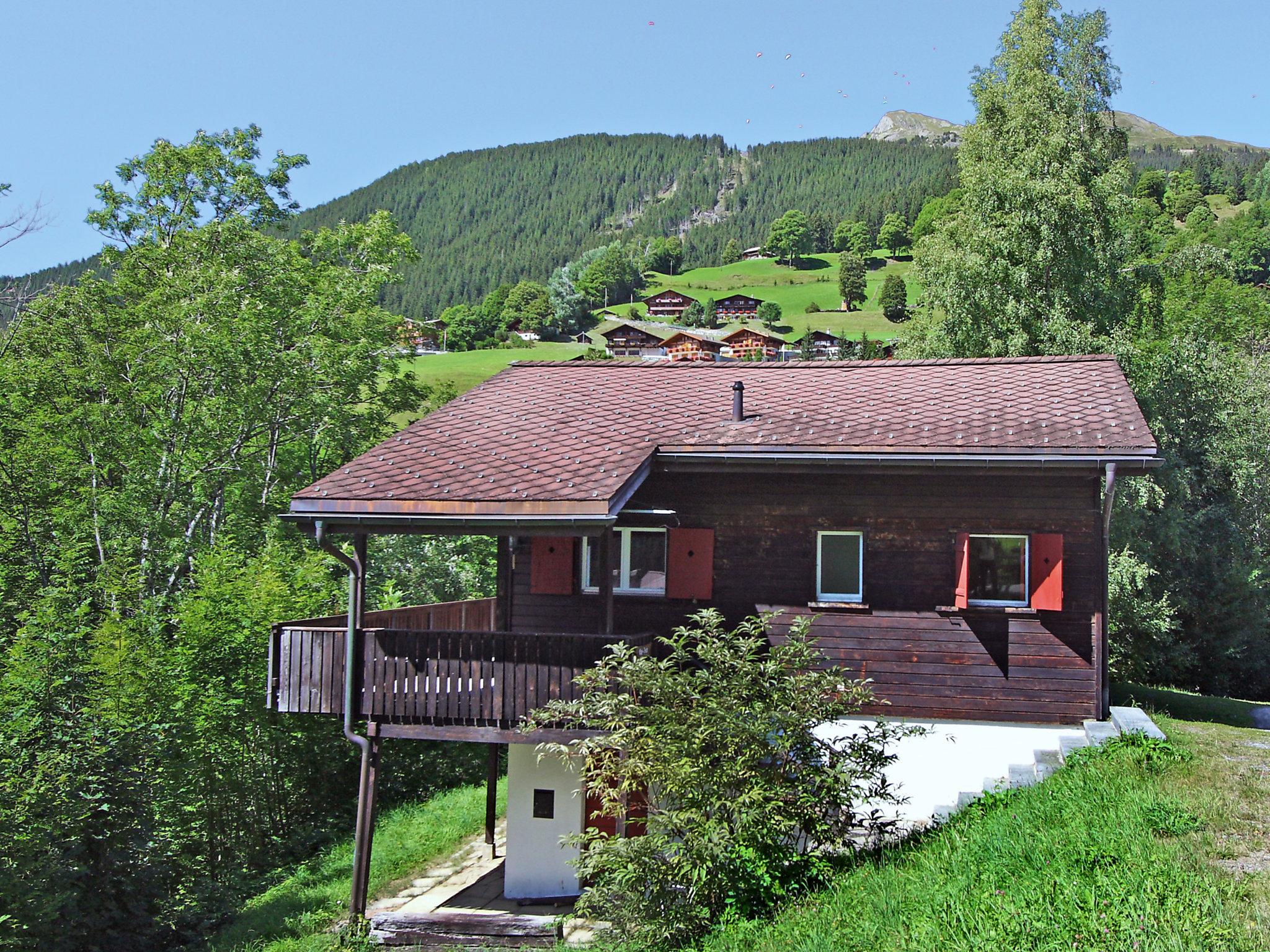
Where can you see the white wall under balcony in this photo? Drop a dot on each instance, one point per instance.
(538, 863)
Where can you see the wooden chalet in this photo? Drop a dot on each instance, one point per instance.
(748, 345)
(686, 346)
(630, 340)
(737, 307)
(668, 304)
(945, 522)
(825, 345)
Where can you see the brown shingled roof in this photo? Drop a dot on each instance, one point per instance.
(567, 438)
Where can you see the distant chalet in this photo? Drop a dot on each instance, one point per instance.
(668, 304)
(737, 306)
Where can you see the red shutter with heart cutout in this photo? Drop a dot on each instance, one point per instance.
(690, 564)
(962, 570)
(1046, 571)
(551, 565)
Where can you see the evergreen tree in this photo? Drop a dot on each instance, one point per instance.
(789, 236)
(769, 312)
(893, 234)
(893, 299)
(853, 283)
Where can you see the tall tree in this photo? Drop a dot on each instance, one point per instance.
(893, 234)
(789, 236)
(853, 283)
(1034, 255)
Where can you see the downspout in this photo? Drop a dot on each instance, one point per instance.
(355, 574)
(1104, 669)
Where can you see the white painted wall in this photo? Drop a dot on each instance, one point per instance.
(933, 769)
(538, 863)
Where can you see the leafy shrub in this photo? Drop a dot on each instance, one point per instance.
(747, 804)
====
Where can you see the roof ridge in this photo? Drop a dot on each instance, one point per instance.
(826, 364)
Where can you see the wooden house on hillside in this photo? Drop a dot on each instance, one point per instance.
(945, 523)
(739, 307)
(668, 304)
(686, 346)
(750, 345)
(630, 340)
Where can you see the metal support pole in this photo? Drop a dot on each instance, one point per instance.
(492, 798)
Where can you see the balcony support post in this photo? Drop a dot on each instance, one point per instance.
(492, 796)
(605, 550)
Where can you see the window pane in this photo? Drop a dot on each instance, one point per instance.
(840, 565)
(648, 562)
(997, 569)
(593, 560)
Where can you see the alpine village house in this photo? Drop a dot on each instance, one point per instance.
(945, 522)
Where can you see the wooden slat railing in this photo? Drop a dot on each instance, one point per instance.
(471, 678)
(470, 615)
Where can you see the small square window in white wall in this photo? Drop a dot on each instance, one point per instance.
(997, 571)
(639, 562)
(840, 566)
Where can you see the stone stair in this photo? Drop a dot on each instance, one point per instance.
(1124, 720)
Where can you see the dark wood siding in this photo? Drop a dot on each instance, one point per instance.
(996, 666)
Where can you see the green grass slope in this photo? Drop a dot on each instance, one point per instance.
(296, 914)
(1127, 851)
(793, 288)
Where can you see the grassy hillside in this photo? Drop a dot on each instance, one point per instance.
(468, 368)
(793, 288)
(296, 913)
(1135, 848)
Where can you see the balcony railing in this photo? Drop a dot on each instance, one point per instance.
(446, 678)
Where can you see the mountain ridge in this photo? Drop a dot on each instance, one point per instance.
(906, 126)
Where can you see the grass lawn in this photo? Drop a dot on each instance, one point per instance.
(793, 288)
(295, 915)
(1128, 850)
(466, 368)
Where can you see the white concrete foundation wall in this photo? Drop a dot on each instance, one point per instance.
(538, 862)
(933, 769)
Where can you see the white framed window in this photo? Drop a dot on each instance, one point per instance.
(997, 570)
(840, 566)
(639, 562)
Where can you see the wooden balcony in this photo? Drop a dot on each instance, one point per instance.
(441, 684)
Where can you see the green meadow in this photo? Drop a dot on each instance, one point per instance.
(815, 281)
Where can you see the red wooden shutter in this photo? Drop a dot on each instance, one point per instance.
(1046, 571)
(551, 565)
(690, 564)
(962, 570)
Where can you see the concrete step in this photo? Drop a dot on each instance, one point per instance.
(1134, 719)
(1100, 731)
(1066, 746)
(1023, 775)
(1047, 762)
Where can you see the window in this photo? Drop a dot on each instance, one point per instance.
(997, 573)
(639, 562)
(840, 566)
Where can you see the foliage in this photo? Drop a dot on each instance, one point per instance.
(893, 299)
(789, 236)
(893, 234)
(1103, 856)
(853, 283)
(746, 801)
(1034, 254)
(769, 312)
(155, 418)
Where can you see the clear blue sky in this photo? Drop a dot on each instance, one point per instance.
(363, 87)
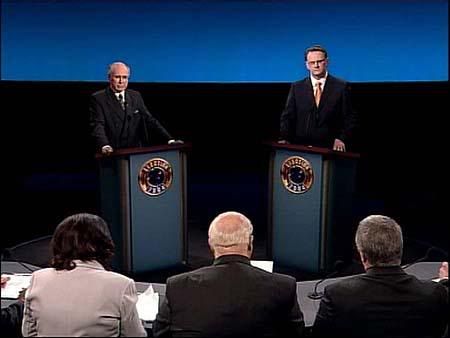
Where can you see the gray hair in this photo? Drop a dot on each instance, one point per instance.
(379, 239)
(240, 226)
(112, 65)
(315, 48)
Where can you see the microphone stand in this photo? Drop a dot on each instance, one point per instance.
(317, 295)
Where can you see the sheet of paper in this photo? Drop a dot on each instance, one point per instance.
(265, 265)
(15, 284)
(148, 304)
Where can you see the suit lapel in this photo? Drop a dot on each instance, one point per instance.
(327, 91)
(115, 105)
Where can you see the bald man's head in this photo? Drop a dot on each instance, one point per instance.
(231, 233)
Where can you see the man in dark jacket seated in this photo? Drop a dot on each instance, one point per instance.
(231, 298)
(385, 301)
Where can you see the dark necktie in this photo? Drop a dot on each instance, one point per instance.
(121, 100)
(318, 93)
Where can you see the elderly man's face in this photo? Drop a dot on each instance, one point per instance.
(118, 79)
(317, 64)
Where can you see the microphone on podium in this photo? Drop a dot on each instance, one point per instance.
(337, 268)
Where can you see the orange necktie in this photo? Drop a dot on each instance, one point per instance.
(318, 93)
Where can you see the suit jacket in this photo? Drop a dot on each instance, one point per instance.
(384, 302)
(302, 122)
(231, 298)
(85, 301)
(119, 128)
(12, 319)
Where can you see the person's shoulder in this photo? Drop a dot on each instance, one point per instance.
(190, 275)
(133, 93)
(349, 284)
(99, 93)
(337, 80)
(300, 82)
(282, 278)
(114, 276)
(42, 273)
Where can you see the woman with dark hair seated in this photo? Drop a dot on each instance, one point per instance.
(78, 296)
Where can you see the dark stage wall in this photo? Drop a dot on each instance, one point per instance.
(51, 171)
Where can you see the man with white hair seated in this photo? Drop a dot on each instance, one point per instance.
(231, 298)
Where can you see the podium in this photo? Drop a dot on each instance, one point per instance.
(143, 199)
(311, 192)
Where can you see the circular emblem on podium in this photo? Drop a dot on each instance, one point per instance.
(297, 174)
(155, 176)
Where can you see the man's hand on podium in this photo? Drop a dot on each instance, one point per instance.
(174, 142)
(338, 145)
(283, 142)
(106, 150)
====
Rewrite the stretch of items from the line containing "Where can you see the white wall" through the line containing "(1034, 255)" as a two-column CSV headed item and answer, with one row per item. Put each item's text and its answer in a single quoted field apiece, with any line breaks changed to spaces.

§ FINAL RESULT
item,answer
"Where can you see the white wall under balcony in this photo? Drop a dot on each instance, one point per instance.","(538, 863)"
"Where can you see the wooden chalet in this photo? Drop a dot on each instance, one point per instance.","(748, 345) (686, 346) (630, 340) (737, 307) (668, 304) (945, 522) (825, 345)"
"Where can you see the brown shingled roof in this photo? Drop a dot on each instance, one point per instance.","(567, 438)"
"Where can you see the distant chalet in this photo? Drop a dot on each instance, one point per instance.","(668, 304) (737, 306)"
"Where can you see the red shutter with heart cutout in this photo? Drop a dot on each instance, one point per instance.","(690, 564) (962, 570) (1046, 571) (551, 565)"
"Where can you see the evergreen tree in this photo? Drop a dot on each instance, one point per instance.","(789, 236) (769, 312) (893, 234) (893, 299) (853, 283)"
"Where can you see the tall tree in this photo? Drop a dot on each instance, one point per instance.","(893, 234) (789, 236) (853, 283) (1034, 255)"